Description of the task –
Reproduce word for word the lines of the listing below, beginning with the line that contains "Check that each instance of the makeshift" and continuing through the line that contains "Check that each instance of the tarpaulin", with both of those lines included.

[Records from a dataset]
---+---

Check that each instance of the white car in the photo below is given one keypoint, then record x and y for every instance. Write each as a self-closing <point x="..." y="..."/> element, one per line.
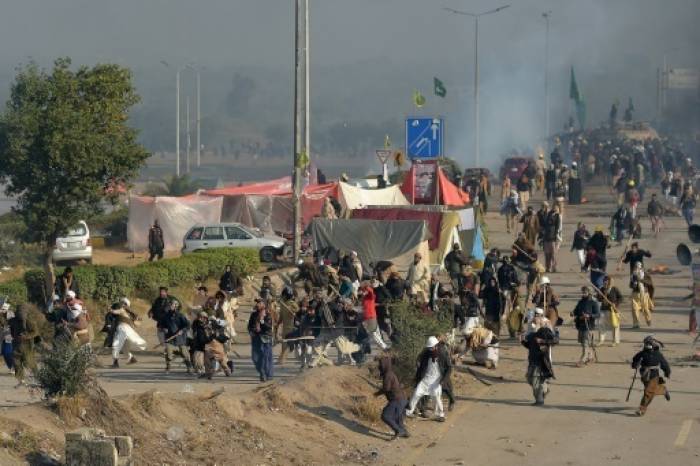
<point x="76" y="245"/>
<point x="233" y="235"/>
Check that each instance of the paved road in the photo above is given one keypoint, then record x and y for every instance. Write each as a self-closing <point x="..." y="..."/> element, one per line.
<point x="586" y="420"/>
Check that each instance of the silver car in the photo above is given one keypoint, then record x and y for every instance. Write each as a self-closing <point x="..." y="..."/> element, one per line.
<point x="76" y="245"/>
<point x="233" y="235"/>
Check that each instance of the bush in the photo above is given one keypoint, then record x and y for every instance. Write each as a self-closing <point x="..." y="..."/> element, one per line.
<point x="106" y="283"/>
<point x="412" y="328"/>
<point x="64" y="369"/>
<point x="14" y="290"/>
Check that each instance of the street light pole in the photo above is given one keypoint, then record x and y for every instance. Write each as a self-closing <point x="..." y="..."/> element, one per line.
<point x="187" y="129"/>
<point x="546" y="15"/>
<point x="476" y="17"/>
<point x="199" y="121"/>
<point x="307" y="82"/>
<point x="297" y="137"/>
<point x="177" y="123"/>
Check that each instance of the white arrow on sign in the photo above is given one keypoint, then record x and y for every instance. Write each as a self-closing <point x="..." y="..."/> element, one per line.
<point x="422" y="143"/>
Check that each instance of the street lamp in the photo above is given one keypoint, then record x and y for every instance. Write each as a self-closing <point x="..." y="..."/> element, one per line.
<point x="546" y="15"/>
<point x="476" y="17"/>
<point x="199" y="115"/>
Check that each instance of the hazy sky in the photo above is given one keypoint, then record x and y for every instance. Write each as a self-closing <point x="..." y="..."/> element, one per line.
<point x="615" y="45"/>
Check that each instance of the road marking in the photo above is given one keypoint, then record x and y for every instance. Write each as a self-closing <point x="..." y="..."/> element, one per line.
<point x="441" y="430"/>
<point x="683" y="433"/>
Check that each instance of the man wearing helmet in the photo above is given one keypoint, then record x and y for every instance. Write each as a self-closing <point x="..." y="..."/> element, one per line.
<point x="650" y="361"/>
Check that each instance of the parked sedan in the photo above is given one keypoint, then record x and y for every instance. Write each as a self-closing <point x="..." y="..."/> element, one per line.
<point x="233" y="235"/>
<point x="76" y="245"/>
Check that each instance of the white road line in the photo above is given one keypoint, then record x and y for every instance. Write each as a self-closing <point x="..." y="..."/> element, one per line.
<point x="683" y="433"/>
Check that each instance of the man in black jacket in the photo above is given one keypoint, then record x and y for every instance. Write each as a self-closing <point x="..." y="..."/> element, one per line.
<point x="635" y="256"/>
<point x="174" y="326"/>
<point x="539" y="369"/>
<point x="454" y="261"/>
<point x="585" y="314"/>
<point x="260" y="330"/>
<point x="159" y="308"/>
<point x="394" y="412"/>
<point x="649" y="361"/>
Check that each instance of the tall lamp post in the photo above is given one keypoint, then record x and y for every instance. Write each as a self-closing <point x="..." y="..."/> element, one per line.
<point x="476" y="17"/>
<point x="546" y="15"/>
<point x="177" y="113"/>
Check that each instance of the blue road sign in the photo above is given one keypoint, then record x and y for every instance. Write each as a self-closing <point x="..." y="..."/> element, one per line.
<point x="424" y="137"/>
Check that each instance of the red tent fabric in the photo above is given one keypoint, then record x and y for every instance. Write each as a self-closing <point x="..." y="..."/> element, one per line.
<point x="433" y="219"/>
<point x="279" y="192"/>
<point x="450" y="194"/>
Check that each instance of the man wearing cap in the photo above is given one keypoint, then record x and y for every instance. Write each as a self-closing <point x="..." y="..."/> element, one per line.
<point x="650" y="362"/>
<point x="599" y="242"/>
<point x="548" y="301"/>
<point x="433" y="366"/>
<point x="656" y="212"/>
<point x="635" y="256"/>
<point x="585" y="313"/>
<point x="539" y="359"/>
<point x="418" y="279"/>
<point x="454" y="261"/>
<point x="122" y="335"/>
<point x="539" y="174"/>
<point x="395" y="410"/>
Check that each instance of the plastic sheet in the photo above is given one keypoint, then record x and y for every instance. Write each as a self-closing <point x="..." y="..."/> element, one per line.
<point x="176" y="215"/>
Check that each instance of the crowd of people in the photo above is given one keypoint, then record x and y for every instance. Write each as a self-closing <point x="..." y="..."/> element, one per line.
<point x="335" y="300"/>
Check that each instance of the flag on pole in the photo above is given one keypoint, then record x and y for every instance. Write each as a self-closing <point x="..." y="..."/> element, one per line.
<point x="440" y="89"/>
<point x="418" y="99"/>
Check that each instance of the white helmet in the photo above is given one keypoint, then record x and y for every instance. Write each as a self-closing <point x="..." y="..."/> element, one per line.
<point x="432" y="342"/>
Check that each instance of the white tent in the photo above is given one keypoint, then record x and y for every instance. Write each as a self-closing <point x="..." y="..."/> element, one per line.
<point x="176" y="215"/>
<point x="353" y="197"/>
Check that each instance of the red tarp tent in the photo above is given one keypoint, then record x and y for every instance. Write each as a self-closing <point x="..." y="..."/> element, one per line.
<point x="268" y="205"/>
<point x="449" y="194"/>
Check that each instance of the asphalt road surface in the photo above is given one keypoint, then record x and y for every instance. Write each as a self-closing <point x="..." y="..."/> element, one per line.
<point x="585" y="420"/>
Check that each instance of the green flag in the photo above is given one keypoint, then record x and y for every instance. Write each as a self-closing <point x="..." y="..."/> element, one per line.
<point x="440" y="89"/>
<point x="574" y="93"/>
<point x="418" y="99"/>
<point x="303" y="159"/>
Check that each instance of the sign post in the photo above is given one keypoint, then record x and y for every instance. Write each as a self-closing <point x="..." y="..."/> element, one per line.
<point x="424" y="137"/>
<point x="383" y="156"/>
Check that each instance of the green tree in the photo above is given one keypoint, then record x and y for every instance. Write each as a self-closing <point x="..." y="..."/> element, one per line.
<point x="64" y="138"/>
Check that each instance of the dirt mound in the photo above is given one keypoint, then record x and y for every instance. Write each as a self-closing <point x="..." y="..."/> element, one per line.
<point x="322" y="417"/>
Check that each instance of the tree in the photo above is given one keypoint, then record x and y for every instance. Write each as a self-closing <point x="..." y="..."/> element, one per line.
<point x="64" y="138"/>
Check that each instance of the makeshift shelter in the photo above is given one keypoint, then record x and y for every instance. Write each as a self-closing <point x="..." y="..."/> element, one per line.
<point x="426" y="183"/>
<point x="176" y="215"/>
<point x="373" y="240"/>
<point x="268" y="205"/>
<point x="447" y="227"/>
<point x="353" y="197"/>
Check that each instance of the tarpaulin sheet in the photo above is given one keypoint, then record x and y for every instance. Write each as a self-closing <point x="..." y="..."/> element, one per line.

---+---

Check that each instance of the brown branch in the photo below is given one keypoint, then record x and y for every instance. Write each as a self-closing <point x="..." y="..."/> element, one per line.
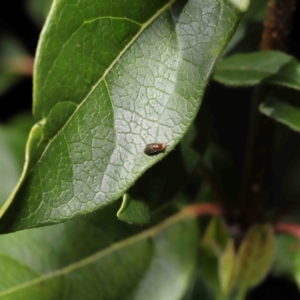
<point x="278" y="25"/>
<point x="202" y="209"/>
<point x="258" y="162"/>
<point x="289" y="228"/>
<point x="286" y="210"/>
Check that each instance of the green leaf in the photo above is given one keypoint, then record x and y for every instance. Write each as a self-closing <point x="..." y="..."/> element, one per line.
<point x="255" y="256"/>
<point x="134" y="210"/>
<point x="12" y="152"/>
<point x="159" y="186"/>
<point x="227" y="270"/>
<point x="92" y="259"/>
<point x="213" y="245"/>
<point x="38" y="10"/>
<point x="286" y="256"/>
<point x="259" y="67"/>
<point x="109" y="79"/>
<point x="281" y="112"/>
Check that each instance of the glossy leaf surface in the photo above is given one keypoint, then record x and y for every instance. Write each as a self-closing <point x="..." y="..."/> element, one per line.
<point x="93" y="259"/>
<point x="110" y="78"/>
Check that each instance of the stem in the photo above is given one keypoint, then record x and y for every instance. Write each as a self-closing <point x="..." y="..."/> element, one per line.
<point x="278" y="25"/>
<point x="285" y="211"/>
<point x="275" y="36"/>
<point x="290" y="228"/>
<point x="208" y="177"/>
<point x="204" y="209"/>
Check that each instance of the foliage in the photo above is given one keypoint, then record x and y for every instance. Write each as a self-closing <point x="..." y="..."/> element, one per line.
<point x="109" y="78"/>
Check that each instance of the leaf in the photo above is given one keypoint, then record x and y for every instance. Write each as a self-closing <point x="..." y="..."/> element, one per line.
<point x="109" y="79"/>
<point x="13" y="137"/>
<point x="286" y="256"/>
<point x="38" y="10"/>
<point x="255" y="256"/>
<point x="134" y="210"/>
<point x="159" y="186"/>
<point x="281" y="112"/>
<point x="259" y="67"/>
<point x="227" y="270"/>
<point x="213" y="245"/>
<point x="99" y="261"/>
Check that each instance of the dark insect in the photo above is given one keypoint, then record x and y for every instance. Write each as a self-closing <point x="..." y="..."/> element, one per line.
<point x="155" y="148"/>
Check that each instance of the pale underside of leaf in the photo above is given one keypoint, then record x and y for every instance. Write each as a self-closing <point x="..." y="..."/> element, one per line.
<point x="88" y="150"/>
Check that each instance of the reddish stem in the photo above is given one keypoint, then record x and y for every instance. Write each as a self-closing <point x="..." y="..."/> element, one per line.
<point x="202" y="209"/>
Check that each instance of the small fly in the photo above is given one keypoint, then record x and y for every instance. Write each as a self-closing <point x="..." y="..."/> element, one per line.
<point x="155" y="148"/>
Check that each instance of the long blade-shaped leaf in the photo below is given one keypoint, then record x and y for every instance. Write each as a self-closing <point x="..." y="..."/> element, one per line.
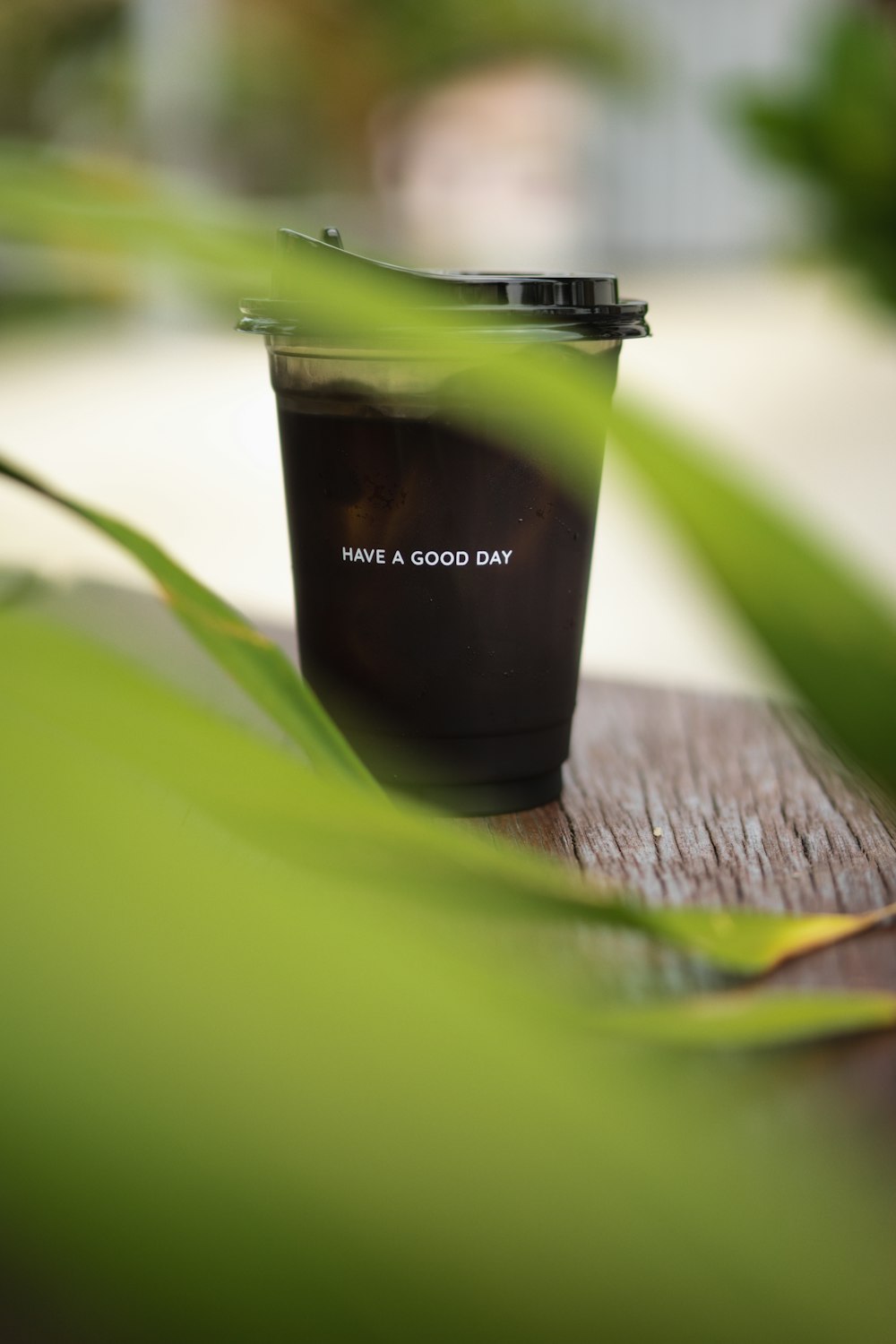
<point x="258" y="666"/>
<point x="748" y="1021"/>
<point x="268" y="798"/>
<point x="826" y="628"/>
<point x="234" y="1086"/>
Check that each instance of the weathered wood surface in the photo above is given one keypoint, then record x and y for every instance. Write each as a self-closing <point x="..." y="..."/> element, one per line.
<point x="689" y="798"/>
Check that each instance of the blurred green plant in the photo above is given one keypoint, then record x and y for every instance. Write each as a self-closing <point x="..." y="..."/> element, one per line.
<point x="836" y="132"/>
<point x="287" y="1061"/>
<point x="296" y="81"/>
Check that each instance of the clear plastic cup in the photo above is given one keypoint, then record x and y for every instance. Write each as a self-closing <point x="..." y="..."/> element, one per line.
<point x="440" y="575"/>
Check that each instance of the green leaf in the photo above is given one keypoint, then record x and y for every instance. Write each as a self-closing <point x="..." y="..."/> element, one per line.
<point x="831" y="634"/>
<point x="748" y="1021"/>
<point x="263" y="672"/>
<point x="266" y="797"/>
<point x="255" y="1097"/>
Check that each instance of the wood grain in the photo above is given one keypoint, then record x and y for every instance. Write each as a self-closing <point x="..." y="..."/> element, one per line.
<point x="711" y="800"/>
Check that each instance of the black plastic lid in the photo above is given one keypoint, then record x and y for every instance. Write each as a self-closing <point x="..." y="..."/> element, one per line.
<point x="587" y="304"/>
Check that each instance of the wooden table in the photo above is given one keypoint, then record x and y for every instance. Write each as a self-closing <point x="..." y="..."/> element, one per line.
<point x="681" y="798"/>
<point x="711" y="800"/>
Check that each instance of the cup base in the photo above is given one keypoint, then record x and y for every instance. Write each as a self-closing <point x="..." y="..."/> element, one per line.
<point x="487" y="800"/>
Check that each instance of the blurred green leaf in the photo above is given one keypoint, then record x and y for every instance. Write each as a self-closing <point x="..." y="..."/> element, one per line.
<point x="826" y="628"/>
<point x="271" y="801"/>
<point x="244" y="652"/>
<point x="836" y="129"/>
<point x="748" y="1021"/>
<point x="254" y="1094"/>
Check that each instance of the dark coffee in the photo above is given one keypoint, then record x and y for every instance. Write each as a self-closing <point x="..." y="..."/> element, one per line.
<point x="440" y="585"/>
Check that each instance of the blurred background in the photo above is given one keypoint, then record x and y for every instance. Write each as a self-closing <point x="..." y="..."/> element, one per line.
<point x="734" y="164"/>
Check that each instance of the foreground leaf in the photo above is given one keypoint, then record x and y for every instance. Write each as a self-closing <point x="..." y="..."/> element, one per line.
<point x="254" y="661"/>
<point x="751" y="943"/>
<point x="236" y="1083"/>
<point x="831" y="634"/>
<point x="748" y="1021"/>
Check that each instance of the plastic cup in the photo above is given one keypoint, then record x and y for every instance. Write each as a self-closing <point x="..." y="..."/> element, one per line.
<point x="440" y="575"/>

---+---

The result –
Check that each instance of the makeshift shelter in the photo above is given one keypoint, then record x and y for every instance. Write each as a self-closing <point x="..." y="..."/> element, one per line.
<point x="426" y="183"/>
<point x="176" y="215"/>
<point x="373" y="240"/>
<point x="268" y="205"/>
<point x="447" y="227"/>
<point x="353" y="197"/>
Check that each instance of the tarpaulin sheet in the photo above is given one keypoint, then record x and y for every instance. Write each as a self-closing <point x="..." y="..."/> element, one per line.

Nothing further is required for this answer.